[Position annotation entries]
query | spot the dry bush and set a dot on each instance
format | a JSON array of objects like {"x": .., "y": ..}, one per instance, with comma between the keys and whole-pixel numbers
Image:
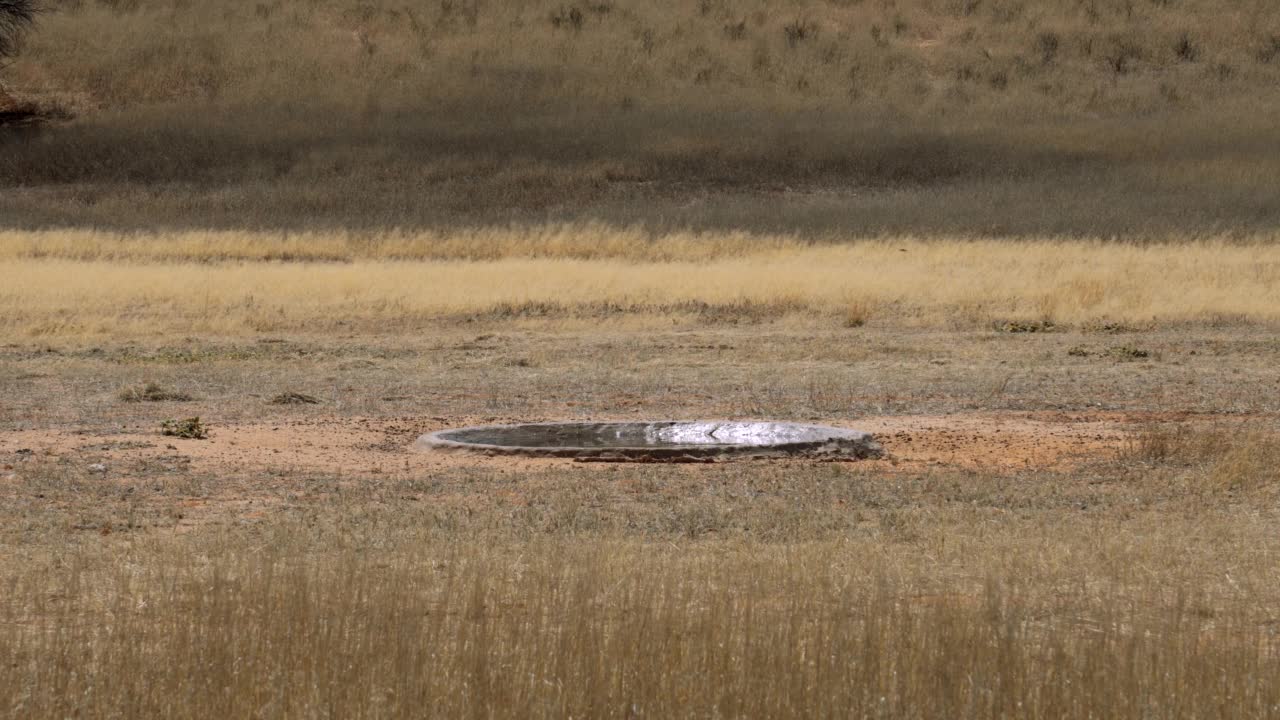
[{"x": 151, "y": 392}]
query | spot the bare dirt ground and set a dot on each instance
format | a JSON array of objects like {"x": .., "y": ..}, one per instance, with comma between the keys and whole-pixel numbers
[{"x": 371, "y": 446}]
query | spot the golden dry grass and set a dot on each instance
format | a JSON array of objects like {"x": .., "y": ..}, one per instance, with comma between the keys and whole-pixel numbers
[{"x": 124, "y": 285}]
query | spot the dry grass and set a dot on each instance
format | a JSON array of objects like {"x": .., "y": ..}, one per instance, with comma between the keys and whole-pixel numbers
[
  {"x": 984, "y": 283},
  {"x": 608, "y": 629},
  {"x": 142, "y": 582},
  {"x": 872, "y": 118}
]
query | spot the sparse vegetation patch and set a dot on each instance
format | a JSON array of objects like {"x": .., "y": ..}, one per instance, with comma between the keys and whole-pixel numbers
[{"x": 191, "y": 428}]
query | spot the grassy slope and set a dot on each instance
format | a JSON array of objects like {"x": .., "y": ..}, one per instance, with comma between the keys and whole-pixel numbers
[{"x": 909, "y": 117}]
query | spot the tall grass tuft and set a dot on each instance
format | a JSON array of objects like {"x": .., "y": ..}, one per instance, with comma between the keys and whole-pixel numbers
[{"x": 16, "y": 17}]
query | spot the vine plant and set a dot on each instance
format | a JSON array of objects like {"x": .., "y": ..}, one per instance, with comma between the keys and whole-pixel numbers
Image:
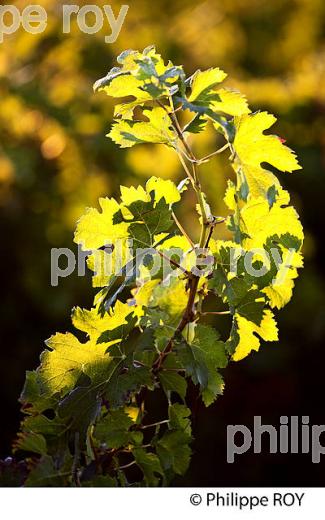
[{"x": 88, "y": 420}]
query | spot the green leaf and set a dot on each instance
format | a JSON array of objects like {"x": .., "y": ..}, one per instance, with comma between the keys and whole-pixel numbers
[
  {"x": 202, "y": 84},
  {"x": 173, "y": 382}
]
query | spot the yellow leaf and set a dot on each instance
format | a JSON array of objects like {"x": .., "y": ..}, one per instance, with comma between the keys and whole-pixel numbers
[
  {"x": 91, "y": 322},
  {"x": 258, "y": 221},
  {"x": 246, "y": 330},
  {"x": 68, "y": 359}
]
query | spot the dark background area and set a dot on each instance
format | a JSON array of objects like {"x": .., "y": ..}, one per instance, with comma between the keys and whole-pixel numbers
[{"x": 55, "y": 161}]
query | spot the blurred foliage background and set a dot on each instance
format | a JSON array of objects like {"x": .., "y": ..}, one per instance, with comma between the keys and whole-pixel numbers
[{"x": 55, "y": 161}]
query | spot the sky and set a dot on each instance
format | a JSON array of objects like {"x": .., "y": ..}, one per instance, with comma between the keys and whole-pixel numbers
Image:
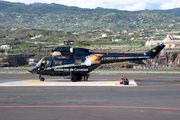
[{"x": 130, "y": 5}]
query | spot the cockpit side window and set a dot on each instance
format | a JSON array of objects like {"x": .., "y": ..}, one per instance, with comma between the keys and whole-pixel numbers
[{"x": 48, "y": 63}]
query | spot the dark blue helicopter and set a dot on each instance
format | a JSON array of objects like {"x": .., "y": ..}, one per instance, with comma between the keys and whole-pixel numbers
[{"x": 78, "y": 62}]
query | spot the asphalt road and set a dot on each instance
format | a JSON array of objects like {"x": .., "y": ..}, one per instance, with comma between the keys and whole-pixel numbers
[{"x": 157, "y": 96}]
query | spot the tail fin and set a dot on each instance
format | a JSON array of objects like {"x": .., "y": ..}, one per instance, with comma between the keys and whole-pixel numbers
[
  {"x": 154, "y": 51},
  {"x": 168, "y": 38}
]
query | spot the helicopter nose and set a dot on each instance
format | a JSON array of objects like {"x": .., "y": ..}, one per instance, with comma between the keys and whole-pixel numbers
[{"x": 30, "y": 70}]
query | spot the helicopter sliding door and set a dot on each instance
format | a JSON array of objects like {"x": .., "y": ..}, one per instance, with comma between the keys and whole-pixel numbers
[{"x": 46, "y": 63}]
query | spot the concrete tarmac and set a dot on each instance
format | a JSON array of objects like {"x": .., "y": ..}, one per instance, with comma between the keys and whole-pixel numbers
[{"x": 157, "y": 96}]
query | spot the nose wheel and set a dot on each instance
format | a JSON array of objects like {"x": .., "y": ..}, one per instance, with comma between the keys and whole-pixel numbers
[{"x": 41, "y": 78}]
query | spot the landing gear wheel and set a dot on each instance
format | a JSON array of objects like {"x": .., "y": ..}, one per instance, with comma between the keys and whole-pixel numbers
[{"x": 42, "y": 79}]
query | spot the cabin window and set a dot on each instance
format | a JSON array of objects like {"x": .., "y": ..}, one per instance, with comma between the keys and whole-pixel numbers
[
  {"x": 57, "y": 62},
  {"x": 48, "y": 63},
  {"x": 77, "y": 62}
]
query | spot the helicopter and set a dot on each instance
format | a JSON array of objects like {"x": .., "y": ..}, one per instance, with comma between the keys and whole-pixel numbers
[{"x": 77, "y": 63}]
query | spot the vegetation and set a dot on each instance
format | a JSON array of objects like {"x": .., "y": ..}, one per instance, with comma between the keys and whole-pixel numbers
[{"x": 61, "y": 17}]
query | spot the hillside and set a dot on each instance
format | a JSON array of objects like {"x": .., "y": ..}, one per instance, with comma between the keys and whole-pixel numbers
[{"x": 61, "y": 17}]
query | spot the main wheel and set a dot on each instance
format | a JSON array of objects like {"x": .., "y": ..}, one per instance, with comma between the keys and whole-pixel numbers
[{"x": 42, "y": 79}]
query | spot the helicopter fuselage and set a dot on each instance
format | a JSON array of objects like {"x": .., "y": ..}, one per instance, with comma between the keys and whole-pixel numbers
[{"x": 79, "y": 62}]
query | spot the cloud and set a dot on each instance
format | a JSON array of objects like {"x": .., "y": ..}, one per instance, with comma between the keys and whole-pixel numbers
[
  {"x": 171, "y": 4},
  {"x": 130, "y": 5}
]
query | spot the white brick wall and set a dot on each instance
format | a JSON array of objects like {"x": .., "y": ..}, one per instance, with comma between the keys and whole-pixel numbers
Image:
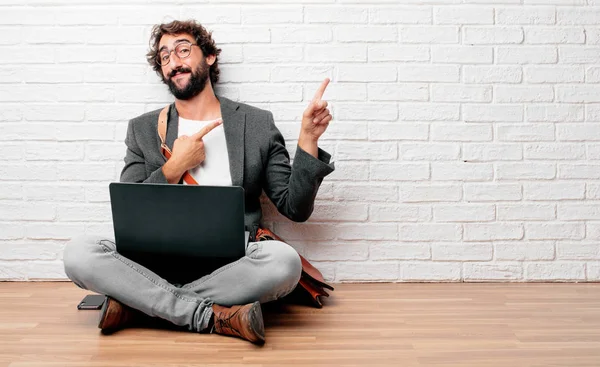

Your instructions
Identify every line in the entries above that contains the word "window", and copy each of those lines. Matching is case-sensitive.

Exercise output
query | spot the cockpit side window and set a dot on each instance
query | spot the cabin window and set a dot on each instance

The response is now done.